Dataset extract

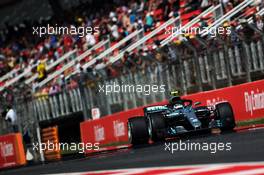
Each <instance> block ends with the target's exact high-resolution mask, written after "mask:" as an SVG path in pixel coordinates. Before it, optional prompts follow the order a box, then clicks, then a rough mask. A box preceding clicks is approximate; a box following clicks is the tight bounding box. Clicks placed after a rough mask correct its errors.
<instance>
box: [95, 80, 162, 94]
mask: <svg viewBox="0 0 264 175" xmlns="http://www.w3.org/2000/svg"><path fill="white" fill-rule="evenodd" d="M165 87H166V86H165V85H155V84H154V85H153V84H152V85H150V84H137V85H134V84H123V83H121V84H118V83H115V82H114V83H113V84H106V85H99V92H101V93H105V94H106V95H109V94H111V93H120V92H121V93H123V92H129V93H134V92H137V93H143V95H150V94H151V93H164V92H165Z"/></svg>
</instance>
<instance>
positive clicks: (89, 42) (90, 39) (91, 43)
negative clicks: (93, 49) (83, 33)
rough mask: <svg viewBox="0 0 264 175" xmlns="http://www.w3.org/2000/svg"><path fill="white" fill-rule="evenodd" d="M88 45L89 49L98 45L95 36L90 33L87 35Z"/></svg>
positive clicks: (87, 44)
mask: <svg viewBox="0 0 264 175" xmlns="http://www.w3.org/2000/svg"><path fill="white" fill-rule="evenodd" d="M86 43H87V45H88V48H91V47H93V46H94V45H95V44H96V39H95V37H94V35H93V34H91V33H88V34H87V35H86Z"/></svg>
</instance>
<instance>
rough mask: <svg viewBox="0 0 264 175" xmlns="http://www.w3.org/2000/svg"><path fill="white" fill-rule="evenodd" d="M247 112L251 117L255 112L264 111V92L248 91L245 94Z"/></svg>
mask: <svg viewBox="0 0 264 175" xmlns="http://www.w3.org/2000/svg"><path fill="white" fill-rule="evenodd" d="M244 99H245V106H246V112H250V115H251V116H252V115H253V112H254V111H256V110H260V109H264V92H263V91H261V92H260V91H259V89H257V91H256V92H255V91H253V90H252V91H250V92H248V91H246V92H245V93H244Z"/></svg>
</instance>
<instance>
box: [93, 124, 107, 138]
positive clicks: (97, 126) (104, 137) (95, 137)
mask: <svg viewBox="0 0 264 175" xmlns="http://www.w3.org/2000/svg"><path fill="white" fill-rule="evenodd" d="M94 134H95V141H96V142H100V141H102V140H104V139H105V131H104V127H103V126H101V125H96V126H94Z"/></svg>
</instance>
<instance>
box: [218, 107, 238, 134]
mask: <svg viewBox="0 0 264 175" xmlns="http://www.w3.org/2000/svg"><path fill="white" fill-rule="evenodd" d="M216 113H217V118H218V119H220V121H221V124H222V127H221V128H220V129H221V130H229V131H230V130H233V129H234V127H235V126H236V122H235V117H234V112H233V109H232V106H231V105H230V103H228V102H224V103H219V104H217V105H216Z"/></svg>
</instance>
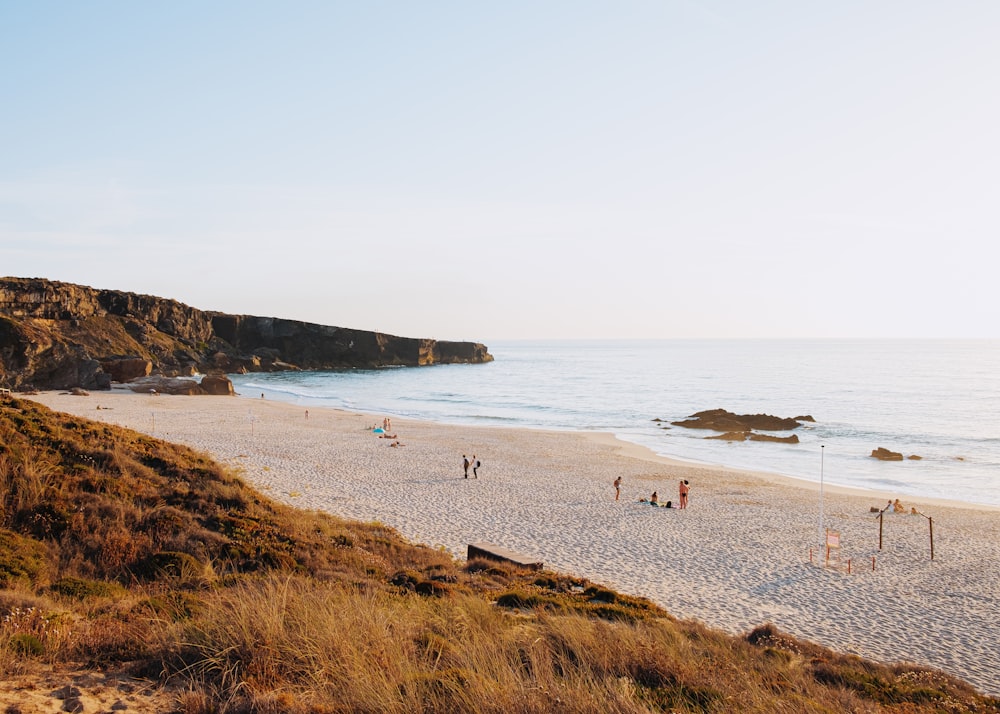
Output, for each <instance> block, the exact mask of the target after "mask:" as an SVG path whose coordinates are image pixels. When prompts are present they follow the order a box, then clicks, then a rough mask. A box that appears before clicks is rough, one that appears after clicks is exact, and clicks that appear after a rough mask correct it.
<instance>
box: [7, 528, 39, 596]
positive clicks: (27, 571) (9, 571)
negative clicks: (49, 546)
mask: <svg viewBox="0 0 1000 714" xmlns="http://www.w3.org/2000/svg"><path fill="white" fill-rule="evenodd" d="M47 559H48V551H47V549H46V547H45V545H44V544H42V543H39V542H38V541H37V540H35V539H33V538H27V537H25V536H22V535H20V534H18V533H14V532H13V531H9V530H6V529H0V586H3V587H10V586H11V585H12V584H13V583H14V582H16V581H18V580H22V581H27V582H28V583H29V584H31V585H36V584H37V583H38V581H39V580H40V579H41V578H42V576H43V574H44V573H45V572H46V570H47Z"/></svg>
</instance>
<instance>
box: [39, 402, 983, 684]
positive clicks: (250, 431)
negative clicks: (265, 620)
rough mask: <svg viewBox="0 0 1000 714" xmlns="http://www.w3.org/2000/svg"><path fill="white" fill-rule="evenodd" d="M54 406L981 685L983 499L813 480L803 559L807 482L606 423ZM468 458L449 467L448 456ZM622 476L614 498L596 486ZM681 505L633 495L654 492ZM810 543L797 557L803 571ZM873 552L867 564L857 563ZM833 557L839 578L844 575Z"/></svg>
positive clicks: (292, 504) (807, 491)
mask: <svg viewBox="0 0 1000 714" xmlns="http://www.w3.org/2000/svg"><path fill="white" fill-rule="evenodd" d="M31 399H34V400H36V401H38V402H40V403H42V404H45V405H46V406H49V407H51V408H53V409H56V410H59V411H64V412H69V413H72V414H78V415H81V416H84V417H87V418H90V419H94V420H97V421H103V422H106V423H110V424H116V425H120V426H126V427H130V428H132V429H136V430H138V431H141V432H145V433H148V434H152V435H154V436H156V437H159V438H162V439H166V440H168V441H172V442H177V443H182V444H187V445H189V446H191V447H193V448H195V449H198V450H201V451H204V452H206V453H208V454H211V455H212V456H213V457H214V458H215V459H217V460H218V461H220V462H221V463H224V464H227V465H229V466H231V467H233V468H234V469H236V470H238V472H239V473H241V475H242V476H243V477H244V478H245V479H246V480H247V482H248V483H250V484H252V485H254V486H255V487H257V488H258V489H260V490H261V491H263V492H264V493H266V494H267V495H269V496H271V497H273V498H275V499H276V500H279V501H282V502H285V503H289V504H292V505H295V506H298V507H301V508H306V509H317V510H324V511H328V512H331V513H335V514H337V515H340V516H344V517H347V518H353V519H359V520H365V521H380V522H382V523H385V524H387V525H390V526H392V527H394V528H396V529H397V530H398V531H399V532H400V533H401V534H402V535H403V536H405V537H406V538H408V539H410V540H412V541H414V542H417V543H425V544H428V545H431V546H437V547H442V548H445V549H447V550H448V551H450V552H451V553H453V554H454V555H456V556H458V557H461V558H464V557H465V553H466V548H467V546H468V544H469V543H473V542H476V541H490V542H493V543H496V544H498V545H501V546H504V547H506V548H510V549H513V550H516V551H520V552H524V553H528V554H533V555H536V556H537V557H538V559H540V560H541V561H543V562H544V564H545V566H546V567H547V568H550V569H553V570H558V571H563V572H569V573H574V574H577V575H581V576H585V577H587V578H590V579H591V580H594V581H597V582H601V583H605V584H607V585H609V586H612V587H614V588H616V589H618V590H620V591H622V592H626V593H630V594H634V595H641V596H645V597H648V598H650V599H651V600H653V601H655V602H657V603H658V604H660V605H662V606H663V607H664V608H666V609H667V610H668V611H670V612H671V613H672V614H674V615H675V616H677V617H679V618H682V619H696V620H700V621H702V622H704V623H705V624H707V625H709V626H712V627H716V628H720V629H723V630H726V631H728V632H731V633H734V634H738V633H742V632H745V631H747V630H749V629H751V628H753V627H755V626H757V625H760V624H762V623H765V622H771V623H774V624H775V625H776V626H777V627H779V628H780V629H782V630H784V631H786V632H788V633H791V634H793V635H795V636H798V637H802V638H805V639H808V640H811V641H814V642H817V643H821V644H824V645H827V646H829V647H832V648H834V649H837V650H839V651H842V652H849V653H856V654H859V655H862V656H864V657H868V658H872V659H875V660H879V661H882V662H890V663H891V662H899V661H907V662H915V663H919V664H923V665H928V666H932V667H935V668H939V669H942V670H944V671H946V672H949V673H951V674H954V675H956V676H959V677H961V678H963V679H965V680H967V681H969V682H970V683H972V684H973V685H975V686H976V687H977V688H979V689H981V690H983V691H985V692H987V693H990V694H994V695H1000V627H997V625H996V616H997V613H998V612H1000V547H998V543H1000V509H997V508H990V507H980V506H968V505H963V504H959V503H948V502H943V501H934V500H932V499H923V500H919V501H913V500H912V499H904V505H905V506H906V507H907V509H909V508H910V507H916V508H917V509H918V510H919V511H921V512H922V513H924V514H926V515H927V516H931V517H932V518H933V534H934V559H933V560H931V557H930V537H929V536H930V528H929V525H930V523H929V521H928V519H927V518H925V517H924V516H921V515H912V514H909V513H906V514H886V516H885V517H884V519H883V533H882V549H881V550H880V549H879V520H878V518H877V515H876V514H873V513H871V512H870V509H871V507H872V506H877V507H881V506H883V505H884V504H885V503H886V501H887V499H889V498H890V497H892V498H895V497H896V496H897V495H898V494H884V493H877V492H863V491H858V490H849V489H841V488H836V487H833V486H830V485H827V486H826V488H824V492H823V512H824V525H825V526H826V527H827V528H830V529H833V530H836V531H838V532H839V533H840V541H841V548H840V550H839V567H821V566H822V563H823V553H822V552H821V551H820V548H819V544H820V540H821V535H820V526H819V489H818V486H816V485H813V484H809V483H806V482H799V481H795V480H792V479H783V478H780V477H776V476H772V475H765V474H754V473H747V472H735V471H730V470H725V469H720V468H711V467H697V466H691V465H688V464H683V463H679V462H672V461H670V460H668V459H663V458H660V457H657V456H655V455H654V454H653V453H652V452H649V451H647V450H645V449H643V448H641V447H636V446H633V445H630V444H625V443H623V442H620V441H617V440H615V439H614V438H613V437H612V436H610V435H607V434H581V433H563V432H558V433H557V432H544V431H533V430H513V429H498V428H476V427H458V426H450V425H441V424H434V423H426V422H413V421H404V420H397V419H393V423H392V430H391V431H392V433H395V434H396V435H397V437H398V440H399V442H401V444H402V445H400V446H396V447H393V446H391V445H390V444H391V443H392V441H393V440H391V439H383V438H379V436H377V435H375V434H373V433H372V431H371V430H370V427H371V426H373V425H374V424H381V421H382V415H365V414H357V413H351V412H341V411H333V410H322V409H318V408H309V409H308V412H307V410H306V408H304V407H300V406H296V405H292V404H287V403H281V402H276V401H270V400H262V399H251V398H240V397H205V396H199V397H178V396H167V395H163V396H150V395H139V394H134V393H131V392H128V391H124V390H113V391H112V392H110V393H109V392H101V393H94V394H92V395H90V396H71V395H68V394H60V393H56V392H49V393H43V394H39V395H36V396H33V397H31ZM463 454H467V455H468V456H469V457H470V458H471V457H472V455H473V454H475V455H476V456H477V457H478V458H479V459H480V460H481V461H482V463H483V465H482V467H481V468H480V469H479V478H477V479H474V478H472V473H471V470H470V473H469V478H468V479H466V478H463V473H462V455H463ZM617 476H621V477H622V479H623V484H622V494H621V500H619V501H615V491H614V487H613V486H612V481H613V480H614V479H615V478H616V477H617ZM681 479H687V480H688V481H689V482H690V506H689V507H688V508H687V509H686V510H678V509H669V510H668V509H665V508H655V509H654V508H651V507H650V506H648V505H645V504H641V503H639V502H638V499H640V498H648V497H649V496H650V494H651V493H652V492H653V491H657V492H658V493H659V497H660V500H661V502H662V501H666V500H668V499H669V500H673V501H674V502H675V504H676V501H677V492H678V482H679V481H680V480H681ZM810 549H811V550H812V559H813V562H812V563H811V562H810ZM873 558H874V559H875V561H874V562H875V567H874V570H873V567H872V564H873ZM848 561H850V567H851V573H850V574H848V573H847V565H848Z"/></svg>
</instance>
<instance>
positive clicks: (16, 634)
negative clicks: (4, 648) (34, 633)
mask: <svg viewBox="0 0 1000 714" xmlns="http://www.w3.org/2000/svg"><path fill="white" fill-rule="evenodd" d="M7 646H8V647H10V649H11V650H13V651H14V652H16V653H17V654H19V655H21V656H23V657H41V656H42V655H43V654H44V653H45V646H44V645H43V644H42V641H41V640H40V639H38V638H37V637H36V636H35V635H32V634H29V633H27V632H19V633H17V634H16V635H11V638H10V639H9V640H8V641H7Z"/></svg>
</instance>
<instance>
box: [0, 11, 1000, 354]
mask: <svg viewBox="0 0 1000 714" xmlns="http://www.w3.org/2000/svg"><path fill="white" fill-rule="evenodd" d="M997 27H1000V5H995V4H984V3H968V2H959V3H951V4H941V3H932V2H912V3H905V4H904V3H900V2H888V3H878V4H869V3H860V2H847V3H839V4H835V5H815V4H801V3H793V2H766V3H763V4H753V5H747V4H743V3H735V2H707V3H692V2H687V1H684V0H677V1H674V2H645V1H636V0H627V1H626V2H623V3H615V4H613V5H612V4H607V5H604V4H598V3H588V4H579V3H568V2H561V1H560V2H549V3H541V4H529V3H513V4H505V5H502V6H481V5H477V4H472V5H468V4H463V3H451V2H440V3H437V2H436V3H429V4H418V5H414V4H406V3H393V2H389V3H382V4H377V5H365V4H362V5H358V4H354V3H340V2H329V3H325V2H323V3H321V2H301V3H294V4H291V5H287V6H280V7H279V6H275V5H270V4H267V3H259V2H246V3H244V2H241V3H235V2H219V3H212V4H211V5H209V6H203V5H196V4H194V3H189V2H180V3H171V4H169V5H149V4H141V5H135V4H129V3H124V2H102V3H98V4H88V5H80V4H74V3H68V2H38V3H30V4H14V3H6V4H4V5H3V6H2V7H0V65H2V66H0V89H2V92H3V96H4V110H3V111H2V112H0V129H2V131H0V153H2V155H3V157H4V159H3V161H2V162H0V274H3V275H8V276H14V277H41V278H47V279H51V280H59V281H64V282H71V283H77V284H82V285H88V286H90V287H94V288H98V289H109V290H123V291H130V292H137V293H143V294H149V295H156V296H158V297H164V298H169V299H174V300H178V301H180V302H183V303H185V304H187V305H190V306H191V307H195V308H198V309H201V310H218V311H222V312H228V313H240V314H254V315H261V316H270V317H281V318H287V319H294V320H303V321H307V322H314V323H320V324H327V325H339V326H344V327H352V328H356V329H365V330H377V331H380V332H385V333H390V334H395V335H401V336H409V337H431V338H436V339H441V340H471V341H477V342H486V343H487V344H488V342H489V340H494V341H507V340H525V339H540V338H560V339H671V338H691V339H702V338H712V339H730V338H736V339H740V338H791V339H798V338H827V337H831V338H881V337H885V338H903V339H912V338H918V339H919V338H943V339H951V338H989V339H993V338H997V337H1000V319H998V316H997V312H998V309H997V306H998V305H1000V280H997V278H996V276H995V271H996V267H995V263H996V262H997V261H996V258H997V257H998V255H1000V248H998V247H997V238H998V237H1000V209H998V208H997V206H998V205H1000V203H998V201H997V196H998V195H1000V177H998V174H997V170H996V159H997V157H998V156H1000V132H997V130H996V127H997V126H1000V96H998V95H997V92H996V91H995V84H996V82H995V76H994V75H995V71H996V68H997V67H1000V43H997V42H996V41H995V37H994V36H995V34H996V32H995V31H996V28H997Z"/></svg>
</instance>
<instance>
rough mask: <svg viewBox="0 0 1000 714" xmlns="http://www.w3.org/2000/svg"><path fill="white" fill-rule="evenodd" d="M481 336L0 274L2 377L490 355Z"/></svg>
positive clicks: (360, 364) (441, 362) (114, 375)
mask: <svg viewBox="0 0 1000 714" xmlns="http://www.w3.org/2000/svg"><path fill="white" fill-rule="evenodd" d="M492 359H493V357H492V356H491V355H490V353H489V351H488V350H487V348H486V346H485V345H482V344H479V343H473V342H446V341H438V340H431V339H417V338H408V337H397V336H394V335H386V334H382V333H378V332H370V331H365V330H354V329H349V328H343V327H331V326H327V325H316V324H312V323H308V322H299V321H296V320H283V319H278V318H273V317H254V316H250V315H226V314H222V313H218V312H207V311H202V310H197V309H195V308H192V307H188V306H187V305H184V304H182V303H179V302H177V301H175V300H168V299H165V298H159V297H153V296H150V295H137V294H135V293H126V292H120V291H117V290H97V289H94V288H90V287H86V286H82V285H73V284H69V283H60V282H55V281H50V280H43V279H39V278H0V386H3V387H8V388H11V389H25V388H29V387H36V388H39V389H45V388H50V389H65V388H69V387H83V388H85V389H99V388H106V387H109V386H110V385H111V382H112V381H128V380H129V379H133V378H136V377H143V376H147V375H149V374H162V375H167V376H175V375H190V374H193V373H195V372H202V373H218V372H245V371H251V372H252V371H277V370H287V369H309V370H323V369H349V368H377V367H385V366H423V365H433V364H447V363H470V364H473V363H483V362H490V361H492Z"/></svg>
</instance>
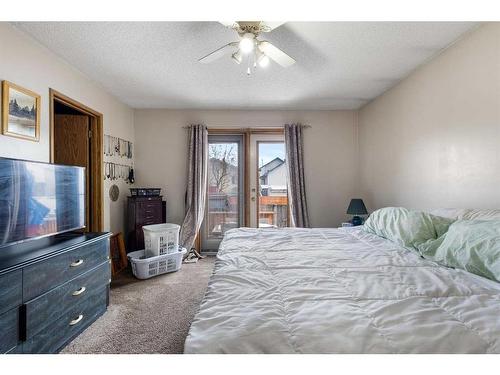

Task brief
Above are the records; copy exactly the lines from the line with "box: [39, 402, 983, 684]" through the line with "406L981 685L983 499L813", both included.

Output of the exercise
box: [39, 402, 983, 684]
positive clicks: (250, 431)
negative clicks: (265, 620)
rough mask: <svg viewBox="0 0 1000 714" xmlns="http://www.w3.org/2000/svg"><path fill="white" fill-rule="evenodd" d="M54 406L981 685L983 499L813 480L803 559L807 482L606 423ZM468 458L449 467L448 456ZM622 476L614 498L596 486ZM681 505L633 495L654 492ZM810 543L797 557L803 571ZM873 552L867 564L857 563ZM833 557L839 578L844 575Z"/></svg>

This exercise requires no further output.